TRIBUNALE DI TORINO

Sezione Terza Civile

Il Giudice

Dott. Giacomo Oberto

 

Torino, 25 agosto 2010

Al Presidente del Tribunale di Torino

Dott. Luciano Panzani

 

 

Oggetto: Lettera del 12 agosto 2010 in merito al Regolamento (CE) n. 861/2007 del Parlamento Europeo e del Consiglio dell’11 luglio 2007, che istituisce un procedimento europeo per le controversie di modesta entità.

 

 

 

Caro Presidente,   

 

rispondo come segue al quesito postomi con lettera in data 12 agosto 2010, relativamente al Regolamento (CE) n. 861/2007 del Parlamento Europeo e del Consiglio dell’11 luglio 2007, che istituisce un procedimento europeo per le controversie di modesta entità.

 

 

 

I) Considerazioni generali

 

Mi è stato richiesto di valutare l’incidenza del regolamento in oggetto sulle controversie di competenza del nostro Tribunale, anche al fine dell’emanazione di apposite istruzioni alle Cancellerie e ai magistrati interessati dalla nuova normativa.

 

Va subito precisato che il Regolamento, applicabile ormai già dal 1° gennaio 2009, si propone di semplificare e accelerare il contenzioso relativo alle controversie di modesta entità, e a ridurne i costi, istituendo un procedimento europeo relativo alle controversie di modesta entità, di cui le parti possono avvalersi in alternativa alle procedure previste nella legislazione degli Stati membri, che rimangono invariate. Inoltre, il nuovo strumento elimina le disposizioni intermedie ancora necessarie al fine di ottenere il riconoscimento e l’esecuzione di una sentenza. Una sentenza pronunciata nell’ambito del procedimento europeo relativo alle controversie di modesta entità deve essere riconosciuta ed eseguita in un altro Stato membro, senza che sia necessaria una dichiarazione di esecutività e senza che sia possibile opporsi al suo riconoscimento.

Informazioni al riguardo sono reperibili ai siti seguenti:

http://europa.eu/legislation_summaries/consumers/protection_of_consumers/l16028_it.htm

http://ec.europa.eu/civiljustice/simplif_accelerat_procedures/simplif_accelerat_procedures_ec_en.htm

Il testo del Regolamento è reperibile al sito seguente:

http://eur-lex.europa.eu/LexUriServ/LexUriServ.do?uri=CELEX:32007R0861:IT:HTML

La modulistica d’accompagnamento al Regolamento è reperibile al sito seguente:

http://ec.europa.eu/justice_home/judicialatlascivil/html/sc_information_it.htm.

 

Ciò chiarito, va subito aggiunto che tre appaiono i requisiti fondamentali, rilevanti ai fini della risposta al quesito che mi è stato posto:

a)    la controversia deve avere carattere transfrontaliero;

b)    la controversia non deve rientrare nel novero di quelle espressamente escluse dal Regolamento;

c)    la controversia deve avere un valore non eccedente la somma di € 2.000,00.

◆ Registrazioni dati
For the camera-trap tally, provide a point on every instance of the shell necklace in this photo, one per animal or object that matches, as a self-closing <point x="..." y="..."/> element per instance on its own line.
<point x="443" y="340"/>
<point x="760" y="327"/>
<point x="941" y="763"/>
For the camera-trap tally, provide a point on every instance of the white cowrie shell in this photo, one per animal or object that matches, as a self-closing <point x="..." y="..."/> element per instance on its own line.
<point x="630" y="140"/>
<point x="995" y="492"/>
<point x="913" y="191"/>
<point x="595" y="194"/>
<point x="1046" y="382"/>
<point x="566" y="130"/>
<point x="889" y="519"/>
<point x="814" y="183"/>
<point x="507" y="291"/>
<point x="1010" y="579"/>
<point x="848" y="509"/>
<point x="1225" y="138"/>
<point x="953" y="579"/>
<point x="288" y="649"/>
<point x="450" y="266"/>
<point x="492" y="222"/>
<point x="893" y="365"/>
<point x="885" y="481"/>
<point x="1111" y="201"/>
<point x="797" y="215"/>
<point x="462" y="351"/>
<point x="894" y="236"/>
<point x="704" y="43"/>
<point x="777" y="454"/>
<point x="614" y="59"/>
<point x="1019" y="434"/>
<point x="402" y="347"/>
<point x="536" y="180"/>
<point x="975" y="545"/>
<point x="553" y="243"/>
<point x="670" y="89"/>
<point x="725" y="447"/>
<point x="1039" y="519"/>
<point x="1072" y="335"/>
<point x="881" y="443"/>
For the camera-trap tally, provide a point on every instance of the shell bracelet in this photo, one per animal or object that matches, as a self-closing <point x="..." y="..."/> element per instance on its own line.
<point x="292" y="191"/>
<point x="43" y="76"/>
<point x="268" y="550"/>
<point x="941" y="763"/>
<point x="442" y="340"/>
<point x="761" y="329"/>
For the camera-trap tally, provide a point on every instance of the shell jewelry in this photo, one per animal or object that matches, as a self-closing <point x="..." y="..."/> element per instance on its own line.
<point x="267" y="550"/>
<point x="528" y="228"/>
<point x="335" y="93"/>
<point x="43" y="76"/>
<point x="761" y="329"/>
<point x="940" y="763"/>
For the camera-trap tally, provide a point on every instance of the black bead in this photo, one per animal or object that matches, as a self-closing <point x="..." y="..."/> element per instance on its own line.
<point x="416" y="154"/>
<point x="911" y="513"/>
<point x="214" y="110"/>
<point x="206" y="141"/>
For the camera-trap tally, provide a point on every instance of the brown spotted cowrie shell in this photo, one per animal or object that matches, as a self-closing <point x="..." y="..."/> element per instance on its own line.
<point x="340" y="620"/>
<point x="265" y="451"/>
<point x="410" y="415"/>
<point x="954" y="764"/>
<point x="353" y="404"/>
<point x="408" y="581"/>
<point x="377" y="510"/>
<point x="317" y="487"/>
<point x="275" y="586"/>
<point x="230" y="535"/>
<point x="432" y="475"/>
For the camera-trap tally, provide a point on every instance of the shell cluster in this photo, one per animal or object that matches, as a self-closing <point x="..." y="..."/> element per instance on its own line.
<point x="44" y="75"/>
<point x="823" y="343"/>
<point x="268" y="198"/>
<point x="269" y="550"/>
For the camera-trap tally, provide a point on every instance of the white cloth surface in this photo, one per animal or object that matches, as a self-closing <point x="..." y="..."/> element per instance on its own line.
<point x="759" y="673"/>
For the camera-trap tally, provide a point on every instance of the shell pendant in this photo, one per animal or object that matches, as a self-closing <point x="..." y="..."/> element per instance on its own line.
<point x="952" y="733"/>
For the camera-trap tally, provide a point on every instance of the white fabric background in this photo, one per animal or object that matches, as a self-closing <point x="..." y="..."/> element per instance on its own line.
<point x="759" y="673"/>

◆ Istruzione scritta A
Secondo la lettera sulle controversie di modesta entità, da quale data si applica il Regolamento?
◆ Istruzione scritta B
Scrivi il seguito della lettera sulle controversie di modesta entità, partendo subito dopo la sua ultima frase.
Le registrazioni non servono a niente in questo lavoro.

◆ Risultato finale A
Dal 1° gennaio 2009.

◆ Risultato finale B
II) Carattere transfrontaliero della controversia

 

Sul primo dei tre requisiti sopra menzionati va tenuto presente che, ai sensi dell’art. 3 del Regolamento, «1. (…) si definisce transfrontaliera una controversia in cui almeno una delle parti ha domicilio o residenza abituale in uno Stato membro diverso da quello dell’organo giurisdizionale adito. 2. Il domicilio è determinato conformemente agli articoli 59 e 60 del regolamento (CE) n. 44/2001. 3. La data di riferimento per stabilire se esiste una controversia transfrontaliera è la data in cui l’organo giurisdizionale competente riceve il modulo di domanda».

E’ dunque evidente che lo strumento in oggetto non potrà essere utilizzato se non in un numero assai limitato (sebbene crescente, come dimostra l’esperienza delle procedure d’ingiunzione europea di pagamento) di casi. Comunque, è assolutamente da escludersi che di esso ci si possa avvalere per una controversia meramente «interna», allorquando, cioè, nessuna delle parti abbia domicilio o residenza abituale in uno Stato membro diverso dall’Italia.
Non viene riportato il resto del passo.